**Compito assegnato 1:**
Indica se ciascuna delle affermazioni (a), (b) e (c) concorda con il brano sulla cedolare secca, rispondendo sì o no e citando fedelmente le parole decisive del brano. (a) La cedolare secca è stata introdotta nel 2011. (b) Per i Comuni ad alta densità abitativa la riduzione Imu è pari al 50%. (c) La cedolare secca sui contratti commerciali è stata sperimentata per due anni.

**Brano scelto:**

L’ipotesi è vietata da due circolari delle Entrate, ma le sentenze delle commissioni tributarie vanno in senso contrario

di Luca Capodiferro - presidente Centro studi nazionale Confabitare

L'introduzione, nel 2011, della cedolare secca (che poi è, a tutti gli effetti, una flat tax) in materia di contratti di locazione ad uso abitativo non ha solo costituito una grande novità sotto il profilo fiscale, ma ha altresì consentito – grazie all'indubbio vantaggio in termini di minori tasse da pagare – di far emergere dal cosiddetto «mondo del nero» un'infinità di contratti che prima sfuggivano ai controlli. E tutto questo, pur con i limiti a mio avviso anche «costituzionali» di una norma decisamente discriminatoria fra Comuni che possono applicare l'aliquota al 10% e quelli che devono applicare quella al 21%.

Se a ciò si aggiunge, per i Comuni ad alta densità abitativa, la possibilità di associare all'aliquota bassa anche la riduzione Imu (pari al 25%), ecco che da un lato si è dato un vantaggio fiscale ai locatori e dall'altro uno economico ai conduttori, dato che la quasi totalità dei contratti sottoscritti hanno un canone «calmierato» inferiore - a volte di molto - a quello di mercato. E siccome – per una strana ed a volte irripetibile favorevole congiunzione astrale – nel nostro Paese può anche succedere che se una norma è fatta bene, a qualcuno venga in mente di estenderne la portata, ecco che si è per un anno sperimentato la cedolare secca sui contratti commerciali (pur con limiti comprensibili ma molto stringenti). Anche in questo caso con un importante riscontro da parte del «mercato».

Fatte queste considerazioni iniziali, al netto del fatto che non ho mai trovato convincenti i motivi che hanno indotto a togliere la cedolare secca sui contratti commerciali, va detto che i troppi «vuoti» della legge hanno dato spazio a coloro che, per motivi a volte davvero oscuri, hanno pensato bene di «togliere qua ed interpretare in modo molto restrittivo là». Anche in questi casi con buona pace di alcuni principi costituzionali.Ma tant'è.Poi, siccome nulla viene per caso, ecco che anche l'agenzia delle Entrate ha contribuito a fornire interpretazioni difformi che, nel caso oggetto del presente lavoro, vanno davvero al di là di quanto il legislatore ha inteso dire.

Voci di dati
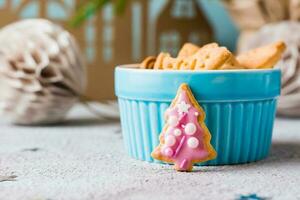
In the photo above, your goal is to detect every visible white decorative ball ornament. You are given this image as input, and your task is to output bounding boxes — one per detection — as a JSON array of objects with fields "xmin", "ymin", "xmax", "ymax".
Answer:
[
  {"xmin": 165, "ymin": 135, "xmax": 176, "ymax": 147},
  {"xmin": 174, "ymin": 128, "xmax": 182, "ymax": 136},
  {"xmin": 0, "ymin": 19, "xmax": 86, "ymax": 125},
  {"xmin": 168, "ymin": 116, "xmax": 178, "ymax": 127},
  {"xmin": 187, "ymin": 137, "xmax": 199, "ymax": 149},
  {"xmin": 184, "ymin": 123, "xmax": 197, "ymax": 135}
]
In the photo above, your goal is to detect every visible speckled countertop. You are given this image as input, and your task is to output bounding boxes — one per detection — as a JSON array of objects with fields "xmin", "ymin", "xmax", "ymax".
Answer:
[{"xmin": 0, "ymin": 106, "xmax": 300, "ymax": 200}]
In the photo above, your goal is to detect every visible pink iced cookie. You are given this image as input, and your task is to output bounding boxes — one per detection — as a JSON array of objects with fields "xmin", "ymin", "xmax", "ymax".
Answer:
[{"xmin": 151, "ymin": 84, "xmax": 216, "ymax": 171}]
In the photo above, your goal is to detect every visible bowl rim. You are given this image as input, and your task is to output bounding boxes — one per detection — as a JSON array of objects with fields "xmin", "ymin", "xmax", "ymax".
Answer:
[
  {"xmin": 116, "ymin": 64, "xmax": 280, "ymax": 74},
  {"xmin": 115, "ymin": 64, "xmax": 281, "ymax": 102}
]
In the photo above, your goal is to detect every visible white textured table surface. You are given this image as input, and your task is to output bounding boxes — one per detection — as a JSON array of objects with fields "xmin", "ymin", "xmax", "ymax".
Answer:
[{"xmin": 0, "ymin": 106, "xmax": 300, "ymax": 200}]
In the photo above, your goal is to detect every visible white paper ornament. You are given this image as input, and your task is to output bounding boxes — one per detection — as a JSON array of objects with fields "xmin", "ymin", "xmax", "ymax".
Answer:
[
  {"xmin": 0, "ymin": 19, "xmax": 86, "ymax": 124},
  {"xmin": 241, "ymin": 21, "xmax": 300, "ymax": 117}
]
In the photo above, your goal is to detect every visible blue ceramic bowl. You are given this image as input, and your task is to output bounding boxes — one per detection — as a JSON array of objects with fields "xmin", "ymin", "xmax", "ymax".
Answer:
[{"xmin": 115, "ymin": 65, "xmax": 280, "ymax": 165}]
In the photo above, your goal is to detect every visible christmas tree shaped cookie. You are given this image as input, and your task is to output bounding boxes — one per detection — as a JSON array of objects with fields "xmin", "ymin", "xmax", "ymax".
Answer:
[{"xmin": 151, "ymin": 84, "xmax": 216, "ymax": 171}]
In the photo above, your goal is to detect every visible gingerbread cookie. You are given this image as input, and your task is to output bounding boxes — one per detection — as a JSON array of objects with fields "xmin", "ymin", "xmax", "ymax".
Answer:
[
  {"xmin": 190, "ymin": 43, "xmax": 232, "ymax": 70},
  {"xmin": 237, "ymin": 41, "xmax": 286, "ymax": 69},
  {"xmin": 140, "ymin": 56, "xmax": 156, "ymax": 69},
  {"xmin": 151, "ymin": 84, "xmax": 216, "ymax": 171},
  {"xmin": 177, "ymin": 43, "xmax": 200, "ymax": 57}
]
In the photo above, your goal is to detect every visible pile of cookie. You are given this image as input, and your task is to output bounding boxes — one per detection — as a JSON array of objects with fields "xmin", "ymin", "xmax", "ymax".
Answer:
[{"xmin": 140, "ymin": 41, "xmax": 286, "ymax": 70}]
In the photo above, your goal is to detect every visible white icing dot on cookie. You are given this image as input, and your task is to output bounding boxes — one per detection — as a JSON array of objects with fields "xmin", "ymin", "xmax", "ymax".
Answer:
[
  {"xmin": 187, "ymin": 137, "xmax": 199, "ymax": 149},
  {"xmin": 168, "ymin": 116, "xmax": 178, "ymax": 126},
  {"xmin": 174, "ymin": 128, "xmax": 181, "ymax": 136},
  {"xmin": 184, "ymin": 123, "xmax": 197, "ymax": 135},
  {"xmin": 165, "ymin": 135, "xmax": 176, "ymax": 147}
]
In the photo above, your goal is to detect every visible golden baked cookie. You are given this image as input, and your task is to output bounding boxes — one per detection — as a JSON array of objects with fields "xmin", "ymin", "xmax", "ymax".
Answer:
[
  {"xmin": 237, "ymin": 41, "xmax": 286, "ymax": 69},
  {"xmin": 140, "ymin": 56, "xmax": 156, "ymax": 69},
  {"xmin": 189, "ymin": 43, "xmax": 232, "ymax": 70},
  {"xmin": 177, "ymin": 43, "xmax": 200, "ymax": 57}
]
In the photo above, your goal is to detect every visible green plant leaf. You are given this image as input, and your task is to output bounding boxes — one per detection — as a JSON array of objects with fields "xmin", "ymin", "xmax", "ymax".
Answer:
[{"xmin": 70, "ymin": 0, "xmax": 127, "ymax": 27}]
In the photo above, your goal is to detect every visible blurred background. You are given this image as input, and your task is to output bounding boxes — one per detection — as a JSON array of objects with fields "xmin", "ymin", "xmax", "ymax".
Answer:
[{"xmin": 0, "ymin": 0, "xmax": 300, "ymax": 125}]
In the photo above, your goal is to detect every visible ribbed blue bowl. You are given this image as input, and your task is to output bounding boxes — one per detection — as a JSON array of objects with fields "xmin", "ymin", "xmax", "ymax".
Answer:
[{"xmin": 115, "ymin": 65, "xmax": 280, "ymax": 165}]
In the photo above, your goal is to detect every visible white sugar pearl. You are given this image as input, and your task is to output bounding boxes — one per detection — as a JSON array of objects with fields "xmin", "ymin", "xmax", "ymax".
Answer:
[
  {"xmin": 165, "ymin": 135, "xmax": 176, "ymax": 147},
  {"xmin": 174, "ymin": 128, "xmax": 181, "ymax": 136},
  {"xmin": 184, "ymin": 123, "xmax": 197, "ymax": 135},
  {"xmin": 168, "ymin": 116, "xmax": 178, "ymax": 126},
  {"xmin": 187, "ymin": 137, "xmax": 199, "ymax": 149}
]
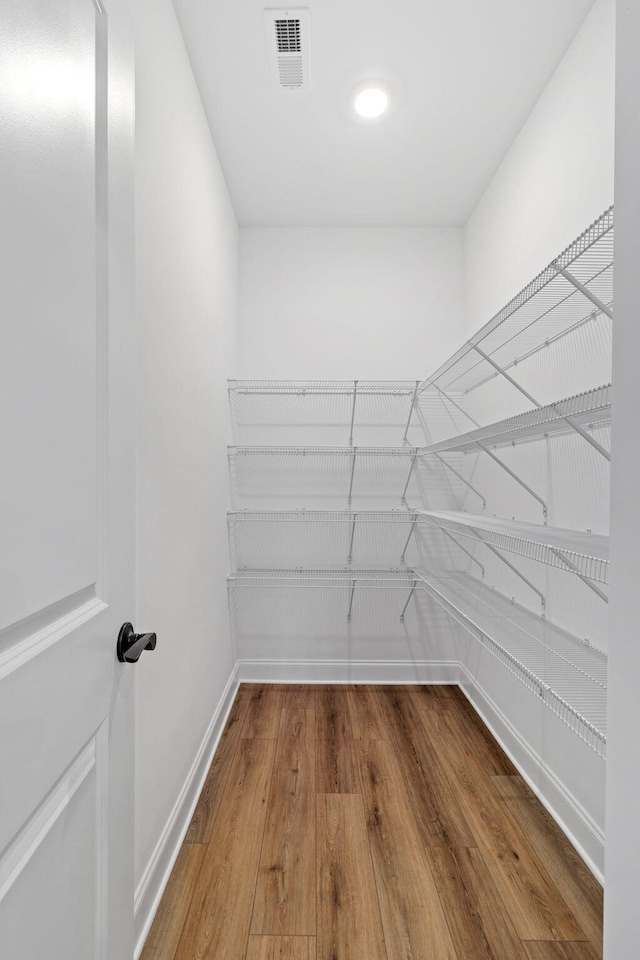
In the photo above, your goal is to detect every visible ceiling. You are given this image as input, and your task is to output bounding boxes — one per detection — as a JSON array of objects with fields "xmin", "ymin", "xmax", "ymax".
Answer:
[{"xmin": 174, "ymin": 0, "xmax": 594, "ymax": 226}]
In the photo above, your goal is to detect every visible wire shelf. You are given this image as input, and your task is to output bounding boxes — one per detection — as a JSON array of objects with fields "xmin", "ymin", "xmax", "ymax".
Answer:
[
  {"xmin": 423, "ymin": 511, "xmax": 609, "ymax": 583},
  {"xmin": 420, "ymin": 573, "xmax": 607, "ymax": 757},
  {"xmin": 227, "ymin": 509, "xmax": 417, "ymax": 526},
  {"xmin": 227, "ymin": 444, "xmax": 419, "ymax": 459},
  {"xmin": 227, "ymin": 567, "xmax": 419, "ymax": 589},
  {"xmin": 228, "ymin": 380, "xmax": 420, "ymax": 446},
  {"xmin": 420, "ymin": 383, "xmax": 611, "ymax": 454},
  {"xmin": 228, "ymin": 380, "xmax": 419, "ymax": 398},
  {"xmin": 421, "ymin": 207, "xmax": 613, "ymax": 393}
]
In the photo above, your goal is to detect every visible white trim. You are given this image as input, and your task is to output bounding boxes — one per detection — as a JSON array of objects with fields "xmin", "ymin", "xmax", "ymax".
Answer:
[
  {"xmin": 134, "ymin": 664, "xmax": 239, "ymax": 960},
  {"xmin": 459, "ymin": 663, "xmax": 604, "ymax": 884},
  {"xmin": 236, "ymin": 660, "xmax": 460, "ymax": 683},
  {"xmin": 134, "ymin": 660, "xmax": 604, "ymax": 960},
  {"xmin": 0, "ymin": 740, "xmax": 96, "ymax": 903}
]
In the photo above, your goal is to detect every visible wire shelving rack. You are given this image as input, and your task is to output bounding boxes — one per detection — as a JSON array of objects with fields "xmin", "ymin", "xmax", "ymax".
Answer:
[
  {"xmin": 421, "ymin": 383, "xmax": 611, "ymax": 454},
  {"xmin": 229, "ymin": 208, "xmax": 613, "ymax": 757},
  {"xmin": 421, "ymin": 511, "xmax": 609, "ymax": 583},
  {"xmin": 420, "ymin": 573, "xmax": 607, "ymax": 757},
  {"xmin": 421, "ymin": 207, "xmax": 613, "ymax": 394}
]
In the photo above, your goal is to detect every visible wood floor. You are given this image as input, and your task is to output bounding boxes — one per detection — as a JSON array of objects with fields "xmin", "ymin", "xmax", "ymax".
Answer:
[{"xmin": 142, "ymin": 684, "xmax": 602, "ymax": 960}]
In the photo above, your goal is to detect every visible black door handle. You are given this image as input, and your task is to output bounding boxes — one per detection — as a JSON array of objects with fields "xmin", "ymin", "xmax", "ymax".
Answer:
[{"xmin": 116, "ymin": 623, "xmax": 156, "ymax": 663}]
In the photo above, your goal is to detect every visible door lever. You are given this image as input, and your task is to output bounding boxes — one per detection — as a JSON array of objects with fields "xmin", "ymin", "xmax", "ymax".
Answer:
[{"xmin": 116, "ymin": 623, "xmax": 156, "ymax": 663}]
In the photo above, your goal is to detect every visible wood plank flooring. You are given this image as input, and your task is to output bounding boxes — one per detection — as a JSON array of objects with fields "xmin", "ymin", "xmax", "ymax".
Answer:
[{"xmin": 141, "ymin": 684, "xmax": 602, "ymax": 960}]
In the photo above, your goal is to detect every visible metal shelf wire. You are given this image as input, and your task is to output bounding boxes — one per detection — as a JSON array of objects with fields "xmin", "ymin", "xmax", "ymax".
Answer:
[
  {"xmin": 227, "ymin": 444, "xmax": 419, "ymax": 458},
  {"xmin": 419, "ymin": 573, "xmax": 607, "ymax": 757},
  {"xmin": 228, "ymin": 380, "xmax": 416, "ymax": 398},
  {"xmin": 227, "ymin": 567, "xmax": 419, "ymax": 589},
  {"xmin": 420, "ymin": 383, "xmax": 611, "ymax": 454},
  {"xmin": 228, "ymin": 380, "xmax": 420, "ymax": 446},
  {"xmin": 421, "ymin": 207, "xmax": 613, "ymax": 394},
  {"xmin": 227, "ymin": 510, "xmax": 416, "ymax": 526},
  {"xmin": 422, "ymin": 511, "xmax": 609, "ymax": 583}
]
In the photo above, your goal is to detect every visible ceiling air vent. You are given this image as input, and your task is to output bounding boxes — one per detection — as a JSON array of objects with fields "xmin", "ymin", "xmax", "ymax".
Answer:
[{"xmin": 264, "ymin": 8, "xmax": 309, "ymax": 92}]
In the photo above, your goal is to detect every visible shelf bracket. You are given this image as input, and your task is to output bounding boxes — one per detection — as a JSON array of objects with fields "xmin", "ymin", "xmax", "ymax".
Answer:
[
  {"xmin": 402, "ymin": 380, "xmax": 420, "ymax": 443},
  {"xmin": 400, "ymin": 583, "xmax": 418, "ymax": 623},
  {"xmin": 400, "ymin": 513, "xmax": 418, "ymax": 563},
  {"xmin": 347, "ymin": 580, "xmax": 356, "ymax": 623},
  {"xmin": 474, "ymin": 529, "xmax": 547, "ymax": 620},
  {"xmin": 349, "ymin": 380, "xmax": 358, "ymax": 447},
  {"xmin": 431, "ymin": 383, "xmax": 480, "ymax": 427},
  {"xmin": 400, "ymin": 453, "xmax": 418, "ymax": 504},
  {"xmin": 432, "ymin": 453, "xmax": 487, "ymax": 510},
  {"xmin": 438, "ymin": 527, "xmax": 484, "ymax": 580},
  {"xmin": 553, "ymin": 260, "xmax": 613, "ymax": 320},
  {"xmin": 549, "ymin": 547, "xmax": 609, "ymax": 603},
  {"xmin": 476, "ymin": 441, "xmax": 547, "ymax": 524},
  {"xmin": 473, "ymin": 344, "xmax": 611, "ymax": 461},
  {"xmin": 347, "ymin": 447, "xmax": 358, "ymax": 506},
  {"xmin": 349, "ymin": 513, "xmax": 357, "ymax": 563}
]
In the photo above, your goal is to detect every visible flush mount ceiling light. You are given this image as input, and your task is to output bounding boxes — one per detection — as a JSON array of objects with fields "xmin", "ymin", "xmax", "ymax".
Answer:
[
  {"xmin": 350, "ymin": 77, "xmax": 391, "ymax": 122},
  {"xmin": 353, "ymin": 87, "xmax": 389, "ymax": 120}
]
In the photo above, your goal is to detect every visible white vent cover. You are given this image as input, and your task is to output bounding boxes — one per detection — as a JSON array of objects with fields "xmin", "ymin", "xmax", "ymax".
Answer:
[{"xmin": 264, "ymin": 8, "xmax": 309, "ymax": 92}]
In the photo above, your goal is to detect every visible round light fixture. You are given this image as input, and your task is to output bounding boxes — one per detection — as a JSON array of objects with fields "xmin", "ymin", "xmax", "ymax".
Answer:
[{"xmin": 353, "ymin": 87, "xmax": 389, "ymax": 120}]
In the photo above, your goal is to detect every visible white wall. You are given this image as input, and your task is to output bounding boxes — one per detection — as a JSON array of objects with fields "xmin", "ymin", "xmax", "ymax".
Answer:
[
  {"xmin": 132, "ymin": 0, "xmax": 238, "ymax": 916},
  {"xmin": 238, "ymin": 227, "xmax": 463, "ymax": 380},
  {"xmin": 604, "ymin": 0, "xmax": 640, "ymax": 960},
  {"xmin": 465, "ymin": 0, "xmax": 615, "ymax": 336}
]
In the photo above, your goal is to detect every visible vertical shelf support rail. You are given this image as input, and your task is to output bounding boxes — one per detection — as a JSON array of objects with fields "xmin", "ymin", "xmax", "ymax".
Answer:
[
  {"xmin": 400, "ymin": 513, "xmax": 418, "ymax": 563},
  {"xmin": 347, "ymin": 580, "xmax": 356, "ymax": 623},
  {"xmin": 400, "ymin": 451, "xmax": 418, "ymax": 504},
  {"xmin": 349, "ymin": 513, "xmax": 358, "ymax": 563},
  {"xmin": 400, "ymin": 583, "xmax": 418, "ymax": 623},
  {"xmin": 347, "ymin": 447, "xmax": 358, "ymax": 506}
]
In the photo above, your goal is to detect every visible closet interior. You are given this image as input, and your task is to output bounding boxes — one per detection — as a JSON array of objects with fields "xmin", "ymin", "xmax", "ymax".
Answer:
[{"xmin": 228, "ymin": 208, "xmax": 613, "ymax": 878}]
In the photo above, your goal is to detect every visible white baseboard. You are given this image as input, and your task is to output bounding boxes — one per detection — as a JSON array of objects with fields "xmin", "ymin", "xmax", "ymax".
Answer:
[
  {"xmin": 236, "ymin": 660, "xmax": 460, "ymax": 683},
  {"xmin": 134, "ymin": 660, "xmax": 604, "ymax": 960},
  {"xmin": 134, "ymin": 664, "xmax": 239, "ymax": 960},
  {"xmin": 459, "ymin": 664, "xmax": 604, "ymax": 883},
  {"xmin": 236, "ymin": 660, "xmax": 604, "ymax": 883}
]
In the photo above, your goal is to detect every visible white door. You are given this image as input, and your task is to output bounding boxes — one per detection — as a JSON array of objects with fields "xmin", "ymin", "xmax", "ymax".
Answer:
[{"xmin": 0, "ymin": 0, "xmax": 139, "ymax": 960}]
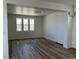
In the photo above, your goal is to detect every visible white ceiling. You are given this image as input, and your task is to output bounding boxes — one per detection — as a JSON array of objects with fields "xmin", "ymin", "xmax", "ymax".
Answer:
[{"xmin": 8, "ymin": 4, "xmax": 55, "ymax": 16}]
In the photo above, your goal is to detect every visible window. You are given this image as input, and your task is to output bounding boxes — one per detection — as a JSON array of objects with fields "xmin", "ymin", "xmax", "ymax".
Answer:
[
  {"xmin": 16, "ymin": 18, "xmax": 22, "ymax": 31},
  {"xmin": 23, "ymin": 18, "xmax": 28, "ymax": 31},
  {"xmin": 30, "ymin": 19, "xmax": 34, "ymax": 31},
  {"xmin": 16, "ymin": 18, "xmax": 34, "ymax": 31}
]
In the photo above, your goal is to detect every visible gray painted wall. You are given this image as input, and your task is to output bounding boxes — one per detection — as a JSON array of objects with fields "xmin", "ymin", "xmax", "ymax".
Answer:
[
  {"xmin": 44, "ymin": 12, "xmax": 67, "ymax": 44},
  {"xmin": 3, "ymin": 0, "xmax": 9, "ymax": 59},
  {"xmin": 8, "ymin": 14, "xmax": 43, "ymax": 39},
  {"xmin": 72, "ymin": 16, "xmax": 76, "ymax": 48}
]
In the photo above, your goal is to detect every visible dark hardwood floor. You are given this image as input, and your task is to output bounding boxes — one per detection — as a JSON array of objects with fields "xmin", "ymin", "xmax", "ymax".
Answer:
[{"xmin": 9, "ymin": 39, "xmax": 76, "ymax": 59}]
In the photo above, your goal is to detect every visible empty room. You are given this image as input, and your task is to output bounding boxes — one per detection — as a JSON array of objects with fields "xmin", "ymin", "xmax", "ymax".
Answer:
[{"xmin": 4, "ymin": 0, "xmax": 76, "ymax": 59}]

**Compito assegnato 2:**
Restituisci ogni riga delle voci di dati che contiene la parola "golden", tenendo conto della differenza tra maiuscole e minuscole.

**Risposta completa 1:**
(a) Sì: «L'introduzione, nel 2011, della cedolare secca».
(b) No: «la riduzione Imu (pari al 25%)».
(c) No: «si è per un anno sperimentato la cedolare secca sui contratti commerciali».

**Risposta completa 2:**
In the photo above, your goal is to detect every visible golden baked cookie. You are given this image as input, and your task is to output bounding boxes — one per detection — as a JSON array of objects with fields "xmin", "ymin", "xmax", "ymax".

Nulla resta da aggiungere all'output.